> [Raw data]:
>>>

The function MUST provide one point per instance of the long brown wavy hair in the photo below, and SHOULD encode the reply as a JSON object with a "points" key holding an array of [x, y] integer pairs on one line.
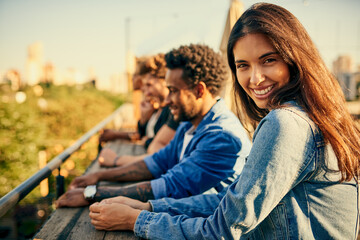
{"points": [[311, 84]]}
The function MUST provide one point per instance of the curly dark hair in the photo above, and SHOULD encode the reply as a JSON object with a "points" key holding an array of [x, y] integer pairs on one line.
{"points": [[155, 65], [200, 64]]}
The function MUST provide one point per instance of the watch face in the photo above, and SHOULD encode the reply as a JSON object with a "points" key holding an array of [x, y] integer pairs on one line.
{"points": [[90, 191]]}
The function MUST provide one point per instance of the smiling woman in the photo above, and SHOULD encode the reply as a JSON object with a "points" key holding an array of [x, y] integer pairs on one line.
{"points": [[303, 169], [260, 70]]}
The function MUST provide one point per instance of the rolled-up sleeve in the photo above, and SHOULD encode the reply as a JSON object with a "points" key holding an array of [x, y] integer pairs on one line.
{"points": [[211, 162]]}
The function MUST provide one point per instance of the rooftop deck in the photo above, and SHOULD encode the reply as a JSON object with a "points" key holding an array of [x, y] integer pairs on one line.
{"points": [[74, 223]]}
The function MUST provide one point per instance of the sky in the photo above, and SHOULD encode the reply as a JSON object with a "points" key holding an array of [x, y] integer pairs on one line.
{"points": [[84, 34]]}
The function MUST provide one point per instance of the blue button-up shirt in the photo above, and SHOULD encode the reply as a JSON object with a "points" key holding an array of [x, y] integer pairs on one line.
{"points": [[284, 192], [213, 157]]}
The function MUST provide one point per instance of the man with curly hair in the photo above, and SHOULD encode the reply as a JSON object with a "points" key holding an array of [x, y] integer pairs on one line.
{"points": [[207, 151]]}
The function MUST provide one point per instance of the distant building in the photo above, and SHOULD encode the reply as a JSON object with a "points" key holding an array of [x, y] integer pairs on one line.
{"points": [[348, 79], [34, 64], [49, 73], [343, 64], [13, 78]]}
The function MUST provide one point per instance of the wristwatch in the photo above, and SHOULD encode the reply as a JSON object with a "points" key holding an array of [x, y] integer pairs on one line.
{"points": [[89, 193]]}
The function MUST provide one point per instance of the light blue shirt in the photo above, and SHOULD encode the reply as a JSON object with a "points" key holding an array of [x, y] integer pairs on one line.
{"points": [[212, 158], [284, 192]]}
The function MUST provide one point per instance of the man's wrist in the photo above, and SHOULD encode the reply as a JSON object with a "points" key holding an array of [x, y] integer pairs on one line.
{"points": [[132, 219]]}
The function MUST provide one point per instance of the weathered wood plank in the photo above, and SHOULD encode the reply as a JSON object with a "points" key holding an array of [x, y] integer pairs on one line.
{"points": [[75, 223], [59, 224], [123, 235]]}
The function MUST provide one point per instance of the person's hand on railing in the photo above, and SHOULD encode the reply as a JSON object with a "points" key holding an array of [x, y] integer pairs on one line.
{"points": [[108, 158], [72, 198], [113, 216], [108, 135], [83, 181], [128, 201]]}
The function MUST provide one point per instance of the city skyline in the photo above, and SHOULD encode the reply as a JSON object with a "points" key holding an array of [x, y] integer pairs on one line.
{"points": [[94, 35]]}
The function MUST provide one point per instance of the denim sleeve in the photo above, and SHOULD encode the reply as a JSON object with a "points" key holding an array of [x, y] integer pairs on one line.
{"points": [[209, 163], [165, 158], [202, 205], [281, 156]]}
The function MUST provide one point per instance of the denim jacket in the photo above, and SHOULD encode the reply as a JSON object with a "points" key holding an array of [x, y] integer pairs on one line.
{"points": [[212, 159], [285, 191]]}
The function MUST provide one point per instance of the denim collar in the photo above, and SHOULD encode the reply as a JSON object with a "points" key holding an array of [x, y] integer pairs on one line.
{"points": [[216, 110]]}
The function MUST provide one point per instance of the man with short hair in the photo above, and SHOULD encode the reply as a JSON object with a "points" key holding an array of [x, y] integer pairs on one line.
{"points": [[207, 151]]}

<<<

> [Prompt]:
Exactly the lines from the one containing "the denim collar" through the last line of the material above are to be returned, with nothing else.

> [Response area]:
The function MUST provide one point per instance of the denim collar in the photo above, and SHOULD encode the reply as a JSON object with a "points" key holding an array of [x, y] integer pairs on one line.
{"points": [[216, 110]]}
The function MUST provide one point per instance of the man with short hair in the photo above, and SHOULD encode the reply as a JSON object with a "points" key holding an array of [x, y] integer pairs on one line.
{"points": [[207, 151]]}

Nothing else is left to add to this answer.